*** MATERIAL FOR THIS EXERCISE
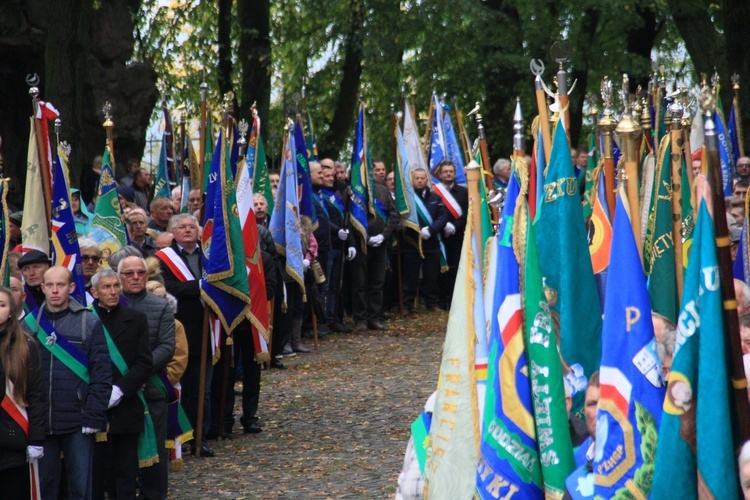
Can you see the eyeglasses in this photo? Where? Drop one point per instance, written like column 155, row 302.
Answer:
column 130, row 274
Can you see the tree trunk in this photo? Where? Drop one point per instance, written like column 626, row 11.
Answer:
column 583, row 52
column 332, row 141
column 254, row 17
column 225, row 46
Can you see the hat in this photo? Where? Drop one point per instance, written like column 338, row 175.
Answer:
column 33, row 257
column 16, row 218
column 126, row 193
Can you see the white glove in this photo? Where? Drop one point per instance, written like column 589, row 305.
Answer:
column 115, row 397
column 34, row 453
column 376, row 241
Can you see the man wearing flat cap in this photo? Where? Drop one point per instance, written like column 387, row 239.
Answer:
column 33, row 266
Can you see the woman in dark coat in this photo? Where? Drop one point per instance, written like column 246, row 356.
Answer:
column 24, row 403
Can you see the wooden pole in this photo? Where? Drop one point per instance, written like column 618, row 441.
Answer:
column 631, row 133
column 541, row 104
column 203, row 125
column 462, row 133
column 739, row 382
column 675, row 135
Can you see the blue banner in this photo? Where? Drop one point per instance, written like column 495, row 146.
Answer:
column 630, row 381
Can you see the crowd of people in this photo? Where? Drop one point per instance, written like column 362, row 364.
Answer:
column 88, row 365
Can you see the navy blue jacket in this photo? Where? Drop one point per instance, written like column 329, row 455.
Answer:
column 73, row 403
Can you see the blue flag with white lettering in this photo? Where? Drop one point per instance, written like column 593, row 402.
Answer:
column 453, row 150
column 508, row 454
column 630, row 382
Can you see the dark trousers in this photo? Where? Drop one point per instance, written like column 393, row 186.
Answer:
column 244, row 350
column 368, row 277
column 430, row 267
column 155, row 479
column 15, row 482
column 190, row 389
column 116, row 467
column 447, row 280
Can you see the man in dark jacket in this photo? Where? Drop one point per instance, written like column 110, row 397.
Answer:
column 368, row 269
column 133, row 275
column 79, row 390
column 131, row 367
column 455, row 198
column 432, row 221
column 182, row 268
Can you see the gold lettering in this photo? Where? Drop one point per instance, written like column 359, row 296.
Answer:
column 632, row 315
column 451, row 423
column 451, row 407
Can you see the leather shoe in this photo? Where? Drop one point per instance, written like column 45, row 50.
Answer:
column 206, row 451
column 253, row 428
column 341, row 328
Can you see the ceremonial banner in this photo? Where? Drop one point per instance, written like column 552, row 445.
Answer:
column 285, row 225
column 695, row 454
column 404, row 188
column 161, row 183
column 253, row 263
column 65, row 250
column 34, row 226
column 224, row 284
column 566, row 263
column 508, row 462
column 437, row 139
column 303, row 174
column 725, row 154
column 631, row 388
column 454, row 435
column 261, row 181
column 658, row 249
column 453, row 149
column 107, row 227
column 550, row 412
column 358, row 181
******
- **EXERCISE DIRECTIONS**
Retype the data from the line with "Can you see the blue banner" up to and including the line with "column 447, row 280", exactly as they appear, one line at a time.

- **RESPONSE TO THE TASK**
Can you see the blue banner in this photo? Where? Drop one point per instance, written like column 495, row 146.
Answer:
column 630, row 381
Can you see the crowd of people in this photo? Where? Drop one point per instance, written like column 362, row 364.
Answer:
column 88, row 365
Can you see the navy blue jacket in this photo? Where? Drop one point per instance, written like column 329, row 455.
Answer:
column 73, row 403
Can you see the blue flag with white lettering in this photo? Where? Drop one point per instance, written like column 593, row 402.
Answer:
column 453, row 150
column 508, row 454
column 630, row 382
Can you see the dark trousers in this photo? Where? Drop one point per instance, written like column 393, row 186.
Answer:
column 244, row 350
column 368, row 277
column 430, row 267
column 155, row 479
column 15, row 482
column 190, row 389
column 116, row 467
column 447, row 280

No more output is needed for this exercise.